House Majority Leader Tom DeLay (R-Texas) defended Republicans who loaded their pet provisions onto a noncontroversial bill designed to help military personnel Wednesday.

“It’s part of the legislative process,” he told reporters. “You take things that are important to you and you put them on a train that is leaving the station.”

The bill, which heads to the House floor Thursday and was expected to have broad support before the add-ons, gives tax breaks to military and foreign service personnel. However, following additions made by Republicans during a Ways and Means Committee markup last month, it now would also eliminate the 30 percent tax that foreigners betting on horse races in this country pay and wipe out a 10 percent excise tax on tackle boxes, in addition to other things.

DeLay said most the amendments approved passed the House “in one form or another” in the past and were either held up by a Democratic Senate or vetoed by a Democratic president.

“I imagine the Democrats will try to make a big deal out of this,” he said.

And they probably will.

On Tuesday, House Minority Whip Steny Hoyer (D-Md.) likened the move to turning grandma into a drug smuggler.

“Everybody’s favorite grandmother is being asked to carry illegal drugs across the border,” he said. “You love the grandmother” but you know the drugs are bad, he said, continuing the analogy.

EXERCISES ▸
1) Rewrite the paragraph of the article on the military tax bill that begins "The bill, which heads to the House floor Thursday" as a short bulleted list that keeps its main facts.
2) Write the next few paragraphs of the article on the military tax bill, continuing after Hoyer's grandmother analogy.
The records have nothing to do with the article on the military tax bill.

MATERIAL SUPPLIED ▸
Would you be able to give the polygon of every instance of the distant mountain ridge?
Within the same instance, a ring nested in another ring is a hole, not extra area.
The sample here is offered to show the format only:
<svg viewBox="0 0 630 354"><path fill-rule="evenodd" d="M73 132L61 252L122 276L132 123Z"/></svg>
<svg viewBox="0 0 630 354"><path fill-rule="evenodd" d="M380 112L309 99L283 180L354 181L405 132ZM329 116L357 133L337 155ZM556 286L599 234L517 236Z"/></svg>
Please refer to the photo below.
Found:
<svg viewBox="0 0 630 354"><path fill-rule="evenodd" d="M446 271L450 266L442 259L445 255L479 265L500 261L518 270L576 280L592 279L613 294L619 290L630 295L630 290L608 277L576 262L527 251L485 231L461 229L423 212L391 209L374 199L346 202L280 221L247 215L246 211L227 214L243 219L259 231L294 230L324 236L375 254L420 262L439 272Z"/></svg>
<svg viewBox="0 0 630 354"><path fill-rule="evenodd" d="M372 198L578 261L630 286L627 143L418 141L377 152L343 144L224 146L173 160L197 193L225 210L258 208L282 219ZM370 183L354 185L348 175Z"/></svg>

OUTPUTS FOR THE TASKS ▸
1)
- The bill goes to the House floor Thursday and was expected to have broad support before the add-ons.
- It gives tax breaks to military and foreign service personnel.
- Republicans made additions to it during a Ways and Means Committee markup last month.
- It would now also eliminate the 30 percent tax that foreigners pay on bets on horse races in this country.
- It would also wipe out a 10 percent excise tax on tackle boxes, among other things.

2)
After dispensing with the Armed Forces Tax Fairness Act next week, the House will begin its first of many “theme” weeks in which it takes up several pieces of legislation relating to one topic, DeLay said.

First up next Wednesday will be a medical errors bill followed by a medical liability measure the following day.

The former is aimed at minimizing deaths resulting from physicians’ errors by promoting voluntary and confidential reporting of medical errors to newly created Patient Safety Organizations.

Rep. James Greenwood (R-Pa.) introduced the medical liability bill, which would cap how much someone injured as a result of a doctor’s mistake could collect in non-economic injuries in court at $250,000.

There would be no cap on “objective” economic losses, such as medical bills, or lost earnings as long as the plaintiff could verify that.